Extracted text:

——

The body uses sensors in specialized cells within the adrenal glands to detect the ratio between the K+ and Na+ ion concentration in the blood. If the ratio rises, due to an increase in K+ ion concentration or a decrease in Na+ ion concentration, these cells send out more aldosterone. Conversely, if the ratio drops, due to a decrease in K+ ion concentration or an increase in Na+ ion concentration, they send out less aldosterone.

Aldosterone travels in the blood and attaches to specific aldosterone receptors on the cells that line certain tubules in the kidneys. It tells them to release K+ ions into the urine and bring back Na+ ions into the blood. More aldosterone makes more K+ ions leave the body and more Na+ ions come back in, while less aldosterone makes less K+ ions leave the body and less Na+ ions come back in.

But how does all of this work in real life? After all, when it comes to survival, real numbers have real consequences. We’ve seen that unless the numbers are just right for things like oxygen, carbon dioxide, hydrogen ion, hemoglobin, iron, water, or sodium, the body can’t survive. What about potassium? Evolutionary biologists imagine how irreducibly complex systems to control things like these chemicals could have come about. But those of us who have to understand and apply the principles the body uses to stay alive know that this is sheer invention.

The normal level of K+ ion in the blood is 3.5 to 5.0 units per liter. The average diet contains about 100 units of potassium, and the gastrointestinal system is very efficient at bringing it into the body. The extracellular fluid contains about 14 liters of water. If all of this absorbed potassium were to stay only in the fluid outside the cells, every day the K+ level in the blood would rise by about 7 units per liter (100/14). That represents more than twice the normal K+ ion concentration in the blood and would quickly result in death. However, due to the action of the sodium-potassium pumps in the plasma membrane, most of this potassium is brought into the cells, which helps to keep the K+ ion concentration within the normal range.

Although the body loses some potassium through perspiration and the gastrointestinal system, it loses most through the urine formed in the kidneys. Every day, the kidneys filter about 180 liters of water out of the blood. Since the normal range of K+ ion in the blood is 3.5 to 5.0 units per liter, this means that the kidneys filter out about 600 to 900 units of potassium daily. If none of this potassium, or all of it, were to be brought back into the body, it would die in about a day.

Normal kidney function, combined with the effects of aldosterone, usually results in the kidneys taking back most of the potassium they filter and releasing about 10 to 15 percent (60-90 units). This correlates well with the amount of potassium the body takes in through the diet and keeps the total potassium content and K+ ion concentration in the blood under control. When it comes to controlling the potassium in the body, the system that uses aldosterone and the kidneys seems to know what it’s doing.

When the K+ ion concentration in the blood drops under 3.5 units per liter, it is said to be low. The commonest natural cause for a low K+ ion level is the excessive loss of potassium from the gastrointestinal system through vomiting and diarrhea. Diuretic medication, which makes the kidneys lose more water, sodium, and potassium, is another cause that is often seen in medical practice. High dose corticosteroids or, very rarely, tumors that send out excessive amounts of aldosterone, are much less common causes.

A K+ ion level below 3.0 units per liter usually causes muscle weakness, cramps, and fatigue. With a further drop towards 2.0 units per liter, these symptoms intensify, while levels between 1.0 and 1.5 units per liter can result in paralysis, respiratory insufficiency, cardiac rhythm problems and even cardiopulmonary arrest. In fact, a K+ ion concentration in the blood below 1.0 unit per liter is considered to be incompatible with life.

——

Rewrite the potassium text starting at "Although the body" and ending at "about a day.", swapping "perspiration" for "sweat".

Record extracts:

——

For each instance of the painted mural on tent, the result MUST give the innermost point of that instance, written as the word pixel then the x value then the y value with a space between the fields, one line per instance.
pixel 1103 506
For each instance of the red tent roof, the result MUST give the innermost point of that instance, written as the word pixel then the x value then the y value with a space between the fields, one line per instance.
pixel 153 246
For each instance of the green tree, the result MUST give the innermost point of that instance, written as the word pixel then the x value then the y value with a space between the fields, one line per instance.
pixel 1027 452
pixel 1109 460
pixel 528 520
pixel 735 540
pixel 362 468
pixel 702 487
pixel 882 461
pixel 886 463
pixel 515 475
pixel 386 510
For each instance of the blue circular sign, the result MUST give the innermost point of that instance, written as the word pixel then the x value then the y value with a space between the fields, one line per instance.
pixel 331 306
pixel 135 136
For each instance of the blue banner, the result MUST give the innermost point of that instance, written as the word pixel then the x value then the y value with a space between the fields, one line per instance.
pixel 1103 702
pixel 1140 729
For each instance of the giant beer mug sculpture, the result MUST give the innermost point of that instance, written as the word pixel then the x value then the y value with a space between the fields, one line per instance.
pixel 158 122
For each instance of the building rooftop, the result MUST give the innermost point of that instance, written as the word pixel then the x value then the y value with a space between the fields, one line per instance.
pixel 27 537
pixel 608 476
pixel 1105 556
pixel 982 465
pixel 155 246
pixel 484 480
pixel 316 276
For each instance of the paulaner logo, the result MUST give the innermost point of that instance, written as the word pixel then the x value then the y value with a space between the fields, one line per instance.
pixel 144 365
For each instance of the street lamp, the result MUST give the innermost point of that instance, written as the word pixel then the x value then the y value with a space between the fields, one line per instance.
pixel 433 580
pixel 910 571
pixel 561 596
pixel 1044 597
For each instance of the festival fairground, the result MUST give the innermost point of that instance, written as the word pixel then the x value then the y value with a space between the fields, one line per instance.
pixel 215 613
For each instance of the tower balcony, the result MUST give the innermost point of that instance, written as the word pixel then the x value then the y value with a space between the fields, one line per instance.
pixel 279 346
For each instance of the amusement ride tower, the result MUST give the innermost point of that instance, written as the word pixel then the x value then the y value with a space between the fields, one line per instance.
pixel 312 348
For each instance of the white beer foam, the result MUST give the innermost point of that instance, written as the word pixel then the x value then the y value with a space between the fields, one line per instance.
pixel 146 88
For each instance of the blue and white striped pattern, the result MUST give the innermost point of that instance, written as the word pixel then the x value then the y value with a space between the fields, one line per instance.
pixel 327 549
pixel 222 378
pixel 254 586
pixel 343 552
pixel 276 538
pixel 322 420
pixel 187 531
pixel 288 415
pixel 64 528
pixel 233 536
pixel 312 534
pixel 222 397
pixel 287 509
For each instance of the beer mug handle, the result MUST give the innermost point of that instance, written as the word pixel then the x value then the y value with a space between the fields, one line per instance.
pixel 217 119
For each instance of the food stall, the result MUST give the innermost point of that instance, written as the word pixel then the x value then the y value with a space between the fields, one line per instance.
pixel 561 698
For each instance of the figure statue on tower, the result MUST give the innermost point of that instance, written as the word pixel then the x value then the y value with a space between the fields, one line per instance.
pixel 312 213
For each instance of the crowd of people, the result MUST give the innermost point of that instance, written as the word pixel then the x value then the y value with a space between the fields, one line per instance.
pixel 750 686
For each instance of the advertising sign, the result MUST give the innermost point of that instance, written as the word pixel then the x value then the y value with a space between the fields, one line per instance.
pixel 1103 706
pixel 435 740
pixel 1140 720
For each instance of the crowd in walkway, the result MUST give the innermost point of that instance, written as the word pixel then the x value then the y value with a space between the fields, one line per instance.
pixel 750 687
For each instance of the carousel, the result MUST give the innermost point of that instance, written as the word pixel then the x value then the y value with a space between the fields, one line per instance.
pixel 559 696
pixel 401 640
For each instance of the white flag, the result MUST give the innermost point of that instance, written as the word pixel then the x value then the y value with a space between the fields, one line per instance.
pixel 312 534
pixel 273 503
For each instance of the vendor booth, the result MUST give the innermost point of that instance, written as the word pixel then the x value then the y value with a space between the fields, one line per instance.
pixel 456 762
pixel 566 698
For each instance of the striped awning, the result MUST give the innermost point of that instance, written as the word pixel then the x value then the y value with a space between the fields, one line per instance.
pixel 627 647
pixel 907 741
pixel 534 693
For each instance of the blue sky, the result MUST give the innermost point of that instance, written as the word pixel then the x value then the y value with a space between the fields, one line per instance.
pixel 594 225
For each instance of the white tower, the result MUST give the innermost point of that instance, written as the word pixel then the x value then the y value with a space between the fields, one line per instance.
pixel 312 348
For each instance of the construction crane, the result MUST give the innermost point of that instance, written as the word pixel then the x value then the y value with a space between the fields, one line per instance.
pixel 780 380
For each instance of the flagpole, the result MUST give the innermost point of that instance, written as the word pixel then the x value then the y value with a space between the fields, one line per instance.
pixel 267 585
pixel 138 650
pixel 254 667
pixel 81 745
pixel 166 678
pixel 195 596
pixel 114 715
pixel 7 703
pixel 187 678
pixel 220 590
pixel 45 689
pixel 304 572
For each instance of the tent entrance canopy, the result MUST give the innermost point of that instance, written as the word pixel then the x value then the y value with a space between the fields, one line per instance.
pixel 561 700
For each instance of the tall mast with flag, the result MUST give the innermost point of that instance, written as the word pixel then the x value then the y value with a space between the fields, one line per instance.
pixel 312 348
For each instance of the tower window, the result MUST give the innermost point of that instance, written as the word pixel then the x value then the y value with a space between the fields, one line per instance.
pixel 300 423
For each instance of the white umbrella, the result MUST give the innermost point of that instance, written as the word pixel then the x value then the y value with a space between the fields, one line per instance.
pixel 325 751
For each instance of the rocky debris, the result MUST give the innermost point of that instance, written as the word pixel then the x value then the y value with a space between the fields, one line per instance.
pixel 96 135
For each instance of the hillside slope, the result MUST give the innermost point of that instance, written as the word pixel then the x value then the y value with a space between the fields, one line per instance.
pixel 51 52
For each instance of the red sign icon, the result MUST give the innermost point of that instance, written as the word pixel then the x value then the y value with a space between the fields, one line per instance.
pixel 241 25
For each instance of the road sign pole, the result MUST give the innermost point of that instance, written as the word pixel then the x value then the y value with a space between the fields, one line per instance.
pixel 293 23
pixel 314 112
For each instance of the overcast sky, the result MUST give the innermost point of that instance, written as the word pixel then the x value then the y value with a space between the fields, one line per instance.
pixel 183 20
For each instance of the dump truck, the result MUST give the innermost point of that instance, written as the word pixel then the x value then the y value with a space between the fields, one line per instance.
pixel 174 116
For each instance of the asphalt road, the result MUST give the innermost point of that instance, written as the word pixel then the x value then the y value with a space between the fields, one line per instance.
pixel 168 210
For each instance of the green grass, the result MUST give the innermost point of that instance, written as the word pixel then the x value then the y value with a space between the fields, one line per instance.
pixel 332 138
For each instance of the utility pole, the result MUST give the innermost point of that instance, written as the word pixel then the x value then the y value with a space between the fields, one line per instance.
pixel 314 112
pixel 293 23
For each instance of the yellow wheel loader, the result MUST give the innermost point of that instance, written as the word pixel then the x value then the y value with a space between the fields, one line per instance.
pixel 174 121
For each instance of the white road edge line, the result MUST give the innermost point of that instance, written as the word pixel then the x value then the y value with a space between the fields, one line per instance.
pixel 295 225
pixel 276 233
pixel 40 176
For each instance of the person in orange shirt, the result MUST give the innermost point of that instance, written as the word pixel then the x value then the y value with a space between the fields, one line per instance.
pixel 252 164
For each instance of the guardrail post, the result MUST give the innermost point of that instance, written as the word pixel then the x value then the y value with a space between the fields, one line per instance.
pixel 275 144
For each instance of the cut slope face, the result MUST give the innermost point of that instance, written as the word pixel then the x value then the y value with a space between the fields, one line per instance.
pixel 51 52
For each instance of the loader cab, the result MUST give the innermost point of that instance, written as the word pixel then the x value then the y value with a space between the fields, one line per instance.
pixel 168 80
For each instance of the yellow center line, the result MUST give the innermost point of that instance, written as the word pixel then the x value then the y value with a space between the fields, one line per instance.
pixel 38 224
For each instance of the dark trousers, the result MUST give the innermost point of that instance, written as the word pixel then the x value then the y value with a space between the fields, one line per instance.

——

Solution for this task:
Although the body loses some potassium through sweat and the gastrointestinal system, it loses most through the urine formed in the kidneys. Every day, the kidneys filter about 180 liters of water out of the blood. Since the normal range of K+ ion in the blood is 3.5 to 5.0 units per liter, this means that the kidneys filter out about 600 to 900 units of potassium daily. If none of this potassium, or all of it, were to be brought back into the body, it would die in about a day.